Advance in Tissue Engineering for Vision Loss

MAY 03, 2016
Ellen Kurek
One obstacle to moving stem cells from the lab to the ophthalmology clinic has been an inability to view the structures these cells form and to assess how individual cells function in them without destroying them in the process. Because non-destructive imaging and functional assessment methods are needed to control cell quality and maximize production efficiency, these methods must be developed before stem cells can be used widely to treat retinal degeneration and screen eye drugs.
This week Andrew Browne, MD, PhD, of the Cleveland Clinic’s Cole Eye Institute reported on work he did last year at the University of Southern California (USC), Los Angeles. With Children’s Hospital of Los Angeles, Browne’s USC team tested several advanced methods for imaging retinal structures grown from human embryonic stem cells (hESC). Browne reported the results of these tests at the Association for Research in Vision and Ophthalmology (ARVO) Annual Meeting in Seattle, WA, on May 3, 2016. The team’s results were also published in an abstract included in the ARVO proceedings.
The development of retinal spheroids into sophisticated layered structures over time was the focus of the investigation. hESC can be induced to form such spheroids, which are composed of an empty core surrounded by several layers including a surface layer of photoreceptor cells. These spheroids are being developed for use in tissue engineering aimed at preventing or treating vision loss.

________________________

» **Aim of the task**:
Answer from the text on retinal tissue engineering:
(a) At which meeting did Browne present the team's results?
(b) At which institute is Browne now based?
(c) What kind of cell makes up the surface layer of the retinal spheroids?

________________________

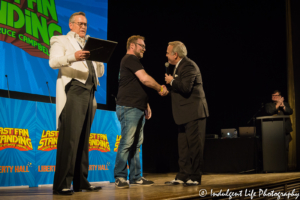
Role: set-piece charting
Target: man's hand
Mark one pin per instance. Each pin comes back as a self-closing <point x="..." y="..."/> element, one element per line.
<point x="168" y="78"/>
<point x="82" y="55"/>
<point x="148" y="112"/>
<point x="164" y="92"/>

________________________

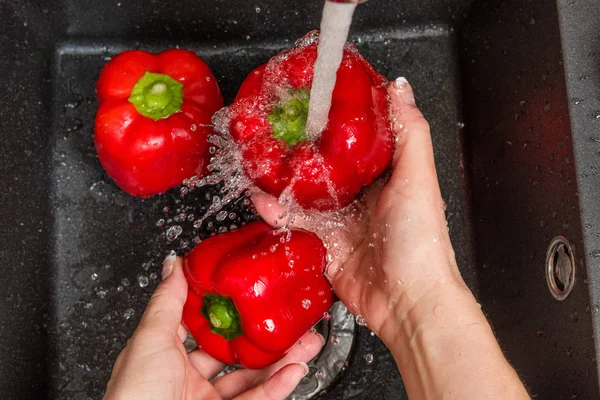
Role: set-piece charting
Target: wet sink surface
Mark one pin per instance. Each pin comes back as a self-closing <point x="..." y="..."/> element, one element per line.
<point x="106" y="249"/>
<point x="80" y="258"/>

________________________

» **Exercise result**:
(a) The Association for Research in Vision and Ophthalmology (ARVO) Annual Meeting in Seattle, WA
(b) The Cleveland Clinic's Cole Eye Institute
(c) Photoreceptor cells